When you print the records below, keep every word exact and leave out the images.

———

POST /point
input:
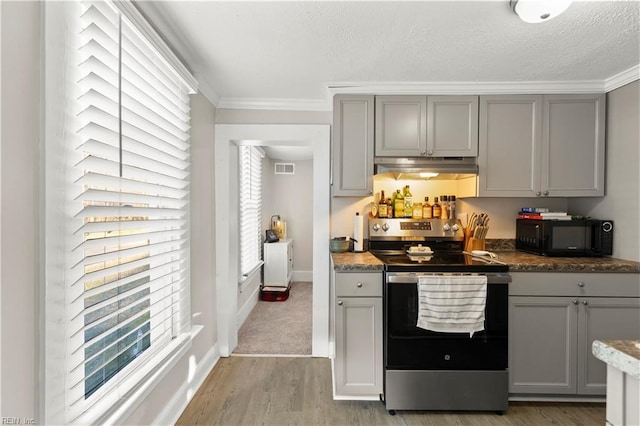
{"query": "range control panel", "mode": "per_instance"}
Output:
(381, 229)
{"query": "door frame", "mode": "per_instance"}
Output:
(227, 137)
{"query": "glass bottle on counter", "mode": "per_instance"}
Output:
(398, 204)
(417, 211)
(408, 202)
(452, 206)
(437, 209)
(382, 206)
(427, 213)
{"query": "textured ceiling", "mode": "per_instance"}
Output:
(252, 53)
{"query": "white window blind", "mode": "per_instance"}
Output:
(250, 208)
(127, 283)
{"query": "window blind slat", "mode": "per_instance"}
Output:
(127, 287)
(99, 180)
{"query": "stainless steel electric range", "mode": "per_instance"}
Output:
(427, 370)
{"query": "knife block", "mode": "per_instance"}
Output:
(473, 244)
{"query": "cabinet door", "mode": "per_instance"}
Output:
(353, 127)
(401, 126)
(358, 358)
(573, 145)
(603, 318)
(542, 345)
(452, 126)
(509, 145)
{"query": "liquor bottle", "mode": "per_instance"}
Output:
(427, 212)
(408, 202)
(452, 206)
(444, 207)
(398, 205)
(382, 206)
(417, 211)
(437, 209)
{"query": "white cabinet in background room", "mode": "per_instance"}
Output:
(278, 263)
(358, 335)
(554, 319)
(352, 170)
(426, 126)
(541, 145)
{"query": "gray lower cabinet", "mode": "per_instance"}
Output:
(541, 145)
(358, 364)
(554, 319)
(352, 139)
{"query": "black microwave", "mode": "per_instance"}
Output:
(584, 237)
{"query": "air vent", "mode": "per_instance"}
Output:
(285, 168)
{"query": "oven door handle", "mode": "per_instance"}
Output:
(412, 277)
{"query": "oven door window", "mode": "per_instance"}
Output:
(410, 347)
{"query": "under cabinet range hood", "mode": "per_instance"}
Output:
(428, 168)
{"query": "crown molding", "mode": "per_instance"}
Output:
(620, 79)
(207, 91)
(469, 88)
(129, 10)
(284, 104)
(432, 88)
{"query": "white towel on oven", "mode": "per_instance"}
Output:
(452, 303)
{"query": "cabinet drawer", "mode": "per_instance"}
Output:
(585, 284)
(358, 284)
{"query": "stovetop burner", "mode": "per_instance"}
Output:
(438, 261)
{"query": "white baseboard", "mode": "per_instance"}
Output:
(245, 310)
(182, 397)
(302, 276)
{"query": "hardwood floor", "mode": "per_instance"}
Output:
(297, 391)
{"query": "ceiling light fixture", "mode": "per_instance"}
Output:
(534, 11)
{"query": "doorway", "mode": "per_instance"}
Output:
(226, 223)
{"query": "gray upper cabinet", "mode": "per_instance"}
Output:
(452, 126)
(573, 145)
(509, 145)
(401, 126)
(426, 126)
(539, 146)
(353, 128)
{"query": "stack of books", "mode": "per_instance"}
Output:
(542, 213)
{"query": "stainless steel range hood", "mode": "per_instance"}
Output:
(432, 168)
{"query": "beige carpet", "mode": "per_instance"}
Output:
(279, 328)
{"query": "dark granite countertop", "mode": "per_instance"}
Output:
(621, 354)
(517, 261)
(356, 262)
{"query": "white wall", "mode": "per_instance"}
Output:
(19, 203)
(622, 200)
(260, 116)
(291, 197)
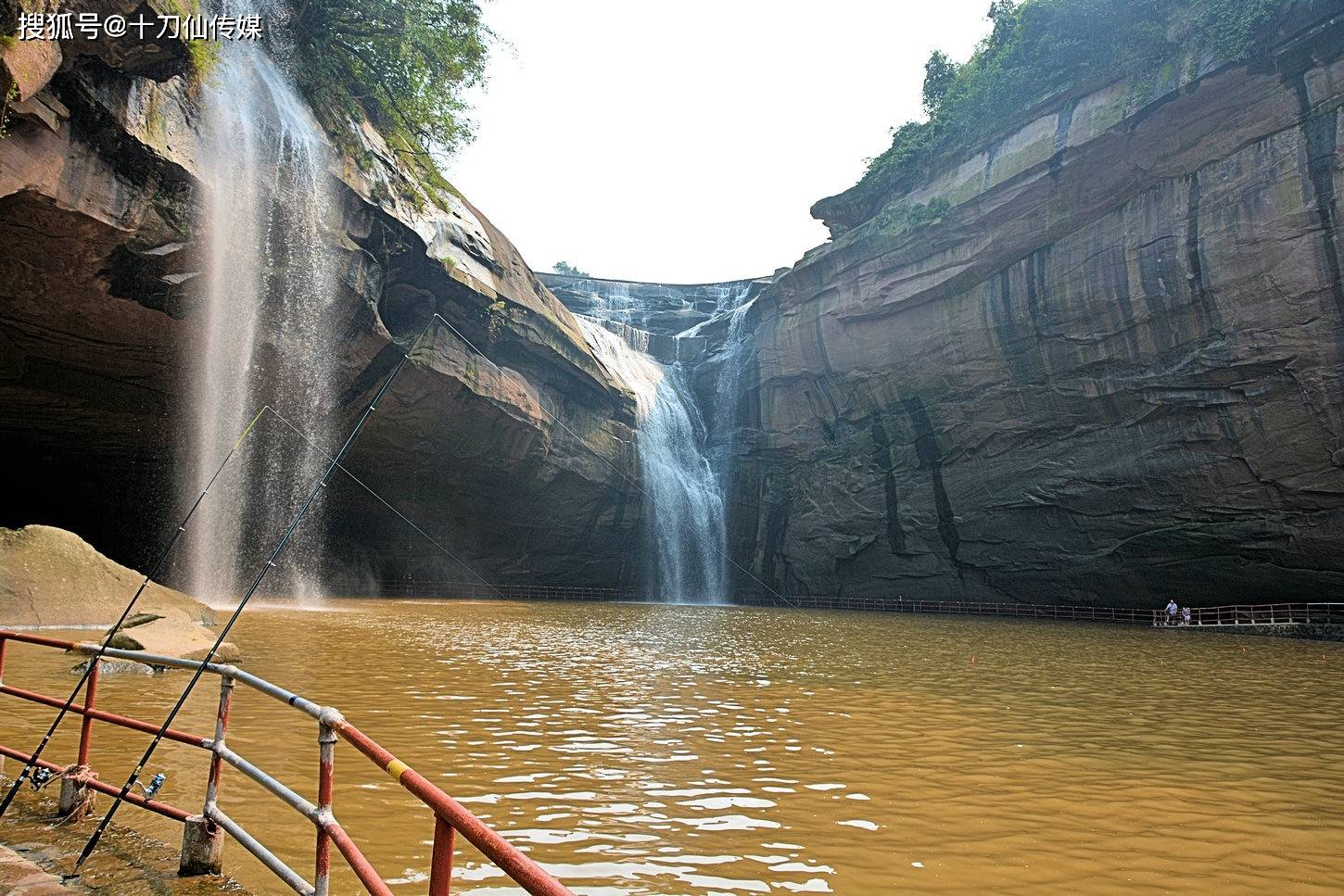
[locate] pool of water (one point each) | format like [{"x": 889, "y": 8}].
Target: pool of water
[{"x": 644, "y": 749}]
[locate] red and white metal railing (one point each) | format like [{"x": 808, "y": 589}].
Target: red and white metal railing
[
  {"x": 1253, "y": 614},
  {"x": 450, "y": 817}
]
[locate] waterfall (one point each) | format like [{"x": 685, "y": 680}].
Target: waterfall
[
  {"x": 683, "y": 505},
  {"x": 729, "y": 385},
  {"x": 266, "y": 324}
]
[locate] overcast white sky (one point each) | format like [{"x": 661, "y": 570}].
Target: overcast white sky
[{"x": 684, "y": 141}]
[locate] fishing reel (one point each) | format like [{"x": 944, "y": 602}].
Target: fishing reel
[{"x": 154, "y": 786}]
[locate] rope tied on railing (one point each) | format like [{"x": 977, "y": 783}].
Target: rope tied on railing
[{"x": 80, "y": 776}]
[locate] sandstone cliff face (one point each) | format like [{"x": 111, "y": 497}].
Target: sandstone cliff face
[
  {"x": 1110, "y": 372},
  {"x": 98, "y": 319}
]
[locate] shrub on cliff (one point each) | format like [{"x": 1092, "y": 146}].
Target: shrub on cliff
[
  {"x": 403, "y": 63},
  {"x": 1036, "y": 48}
]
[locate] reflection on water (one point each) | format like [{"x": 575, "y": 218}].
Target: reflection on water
[{"x": 641, "y": 749}]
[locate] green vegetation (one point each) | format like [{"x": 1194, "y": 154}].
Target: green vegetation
[
  {"x": 9, "y": 98},
  {"x": 895, "y": 220},
  {"x": 564, "y": 268},
  {"x": 1038, "y": 48},
  {"x": 400, "y": 63}
]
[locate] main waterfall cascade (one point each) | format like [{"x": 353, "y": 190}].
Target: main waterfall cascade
[
  {"x": 684, "y": 495},
  {"x": 683, "y": 504},
  {"x": 266, "y": 325}
]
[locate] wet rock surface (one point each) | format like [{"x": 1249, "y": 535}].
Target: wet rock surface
[
  {"x": 1110, "y": 376},
  {"x": 100, "y": 312}
]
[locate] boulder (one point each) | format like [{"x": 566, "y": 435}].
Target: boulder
[
  {"x": 27, "y": 66},
  {"x": 51, "y": 578},
  {"x": 172, "y": 636}
]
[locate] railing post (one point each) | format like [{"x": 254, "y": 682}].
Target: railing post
[
  {"x": 325, "y": 762},
  {"x": 86, "y": 727},
  {"x": 441, "y": 860},
  {"x": 217, "y": 763},
  {"x": 202, "y": 839},
  {"x": 73, "y": 790}
]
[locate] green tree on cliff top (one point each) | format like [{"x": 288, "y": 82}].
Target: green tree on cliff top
[
  {"x": 1039, "y": 47},
  {"x": 403, "y": 63}
]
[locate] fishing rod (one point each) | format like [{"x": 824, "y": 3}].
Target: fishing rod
[
  {"x": 261, "y": 574},
  {"x": 125, "y": 614}
]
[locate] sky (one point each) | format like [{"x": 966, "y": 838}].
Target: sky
[{"x": 684, "y": 141}]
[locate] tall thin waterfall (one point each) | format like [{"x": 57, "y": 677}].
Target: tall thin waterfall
[
  {"x": 683, "y": 505},
  {"x": 268, "y": 322}
]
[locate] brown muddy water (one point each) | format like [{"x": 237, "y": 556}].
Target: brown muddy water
[{"x": 644, "y": 749}]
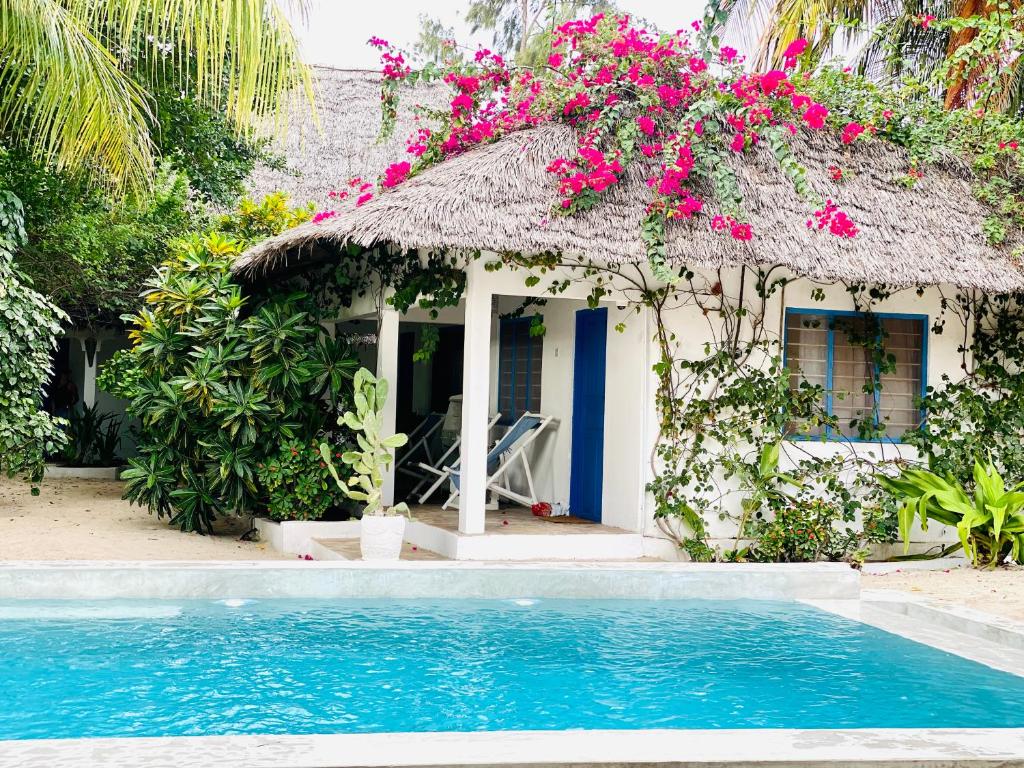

———

Response:
POST /point
input:
{"query": "range control panel", "mode": "per_instance"}
Output:
(381, 229)
{"query": "door frame", "mode": "per_instance"}
Output:
(227, 137)
{"query": "glass bottle on counter", "mode": "per_instance"}
Output:
(398, 204)
(417, 211)
(408, 202)
(452, 206)
(437, 209)
(382, 206)
(427, 213)
{"query": "textured ceiling", "mode": "per_instance"}
Output:
(252, 53)
{"query": "white window blind", "mode": "per_instance"}
Output:
(250, 208)
(127, 283)
{"query": "window blind slat", "mode": "per_instance"}
Output:
(127, 287)
(99, 180)
{"query": "stainless steel electric range", "mode": "per_instance"}
Output:
(427, 370)
{"query": "knife block", "mode": "per_instance"}
Output:
(473, 244)
{"query": "cabinet door", "mode": "per_instance"}
Output:
(353, 127)
(401, 126)
(358, 358)
(573, 145)
(603, 318)
(542, 345)
(452, 126)
(509, 145)
{"query": "liquor bottle", "mode": "per_instance"}
Output:
(427, 212)
(408, 202)
(452, 206)
(444, 207)
(398, 205)
(382, 206)
(417, 211)
(437, 209)
{"query": "white cabinet in background room", "mode": "per_instance"}
Output:
(278, 263)
(358, 335)
(554, 319)
(352, 170)
(426, 126)
(541, 145)
{"query": "gray lower cabinet", "mode": "per_instance"}
Output:
(541, 145)
(358, 364)
(554, 319)
(352, 139)
{"query": "black microwave", "mode": "per_instance"}
Output:
(584, 237)
{"query": "air vent", "mode": "per_instance"}
Output:
(285, 168)
{"query": "oven door handle", "mode": "per_instance"}
Output:
(412, 277)
{"query": "oven door window", "mode": "per_instance"}
Output:
(410, 347)
{"query": "under cabinet range hood", "mode": "per_instance"}
Output:
(428, 168)
{"query": "crown molding", "mode": "per_instance"}
Output:
(620, 79)
(207, 91)
(469, 88)
(129, 10)
(284, 104)
(432, 88)
{"query": "white towel on oven", "mode": "per_instance"}
Output:
(452, 303)
{"query": "cabinet drawer", "mode": "per_instance"}
Output:
(585, 284)
(358, 284)
{"query": "stovetop burner", "mode": "per_instance"}
Output:
(438, 261)
{"query": "white baseboard", "mode": "per_instance"}
Output:
(245, 310)
(182, 397)
(302, 276)
{"query": "hardwood floor", "mode": "per_instance"}
Output:
(297, 391)
{"query": "ceiling light fixture", "mode": "per_instance"}
Output:
(534, 11)
{"query": "doorway", "mode": "per_instance"}
Output:
(226, 223)
{"query": "gray upper cabinet", "mode": "per_instance"}
Output:
(452, 126)
(573, 145)
(509, 145)
(401, 126)
(426, 126)
(539, 146)
(353, 128)
{"query": "stack of books", "mode": "per_instance"}
Output:
(542, 213)
{"query": "stainless steel range hood", "mode": "per_instance"}
Output:
(432, 168)
{"query": "beige carpet", "mode": "per_instance"}
Output:
(279, 328)
{"query": "dark granite countertop", "mode": "per_instance"}
Output:
(621, 354)
(517, 261)
(356, 262)
{"query": "white wall", "mode": "per_instance"}
Output:
(19, 203)
(622, 200)
(260, 116)
(291, 197)
[locate] pool of water (one point each) | format like [{"x": 889, "y": 8}].
Target: pool of water
[{"x": 644, "y": 749}]
[locate] red and white metal railing (one point each) | format like [{"x": 808, "y": 589}].
Target: red and white metal railing
[
  {"x": 1253, "y": 614},
  {"x": 450, "y": 817}
]
[locate] waterfall (one point each) | format like [{"x": 685, "y": 680}].
Target: waterfall
[
  {"x": 683, "y": 505},
  {"x": 729, "y": 385},
  {"x": 266, "y": 324}
]
[locate] overcast white sky (one point each) | format like [{"x": 661, "y": 570}].
Target: overcast white sky
[{"x": 684, "y": 141}]
[locate] fishing reel (one point each) | format like [{"x": 944, "y": 602}].
Target: fishing reel
[{"x": 154, "y": 786}]
[locate] rope tied on railing (one point each) | format like [{"x": 977, "y": 783}].
Target: rope tied on railing
[{"x": 80, "y": 776}]
[locate] sandstone cliff face (one point each) | format like [{"x": 111, "y": 497}].
Target: sandstone cliff face
[
  {"x": 1110, "y": 372},
  {"x": 98, "y": 319}
]
[locate] shrub on cliff (one point each) | format like [{"x": 1092, "y": 146}].
Target: shrub on cliff
[
  {"x": 403, "y": 63},
  {"x": 1036, "y": 48}
]
[locate] reflection on water (one point each) | format like [{"x": 575, "y": 218}].
Target: reflection on water
[{"x": 641, "y": 749}]
[locate] green vegetation (one point each) | format like [{"x": 1194, "y": 154}].
Target: green vegetation
[
  {"x": 9, "y": 98},
  {"x": 895, "y": 220},
  {"x": 564, "y": 268},
  {"x": 1038, "y": 48},
  {"x": 400, "y": 63}
]
[locate] main waterfall cascade (one point each) | format like [{"x": 353, "y": 190}].
Target: main waterfall cascade
[
  {"x": 684, "y": 495},
  {"x": 683, "y": 504},
  {"x": 266, "y": 325}
]
[locate] wet rock surface (one point each) | format like [{"x": 1249, "y": 535}].
Target: wet rock surface
[
  {"x": 1110, "y": 376},
  {"x": 100, "y": 312}
]
[locate] boulder (one point each) | format like [{"x": 566, "y": 435}].
Target: boulder
[
  {"x": 27, "y": 66},
  {"x": 51, "y": 578},
  {"x": 172, "y": 636}
]
[locate] railing post (one point each) | format like [{"x": 254, "y": 682}].
Target: railing post
[
  {"x": 325, "y": 762},
  {"x": 86, "y": 727},
  {"x": 441, "y": 860},
  {"x": 217, "y": 763},
  {"x": 202, "y": 839},
  {"x": 73, "y": 790}
]
[locate] green tree on cliff top (one point each) | format like [{"x": 288, "y": 82}].
Target: green tree on cliff top
[
  {"x": 1039, "y": 47},
  {"x": 403, "y": 63}
]
[locate] fishing rod (one point each) | format like [{"x": 824, "y": 3}].
Target: fishing rod
[
  {"x": 261, "y": 574},
  {"x": 125, "y": 614}
]
[locate] sky (one point each) | format like [{"x": 966, "y": 838}].
Target: sky
[{"x": 684, "y": 141}]
[locate] tall thin waterfall (one point each) | format like [{"x": 57, "y": 677}].
Target: tall thin waterfall
[
  {"x": 683, "y": 505},
  {"x": 268, "y": 322}
]
[locate] brown muddy water (one point each) | format like [{"x": 237, "y": 556}].
Target: brown muddy water
[{"x": 644, "y": 749}]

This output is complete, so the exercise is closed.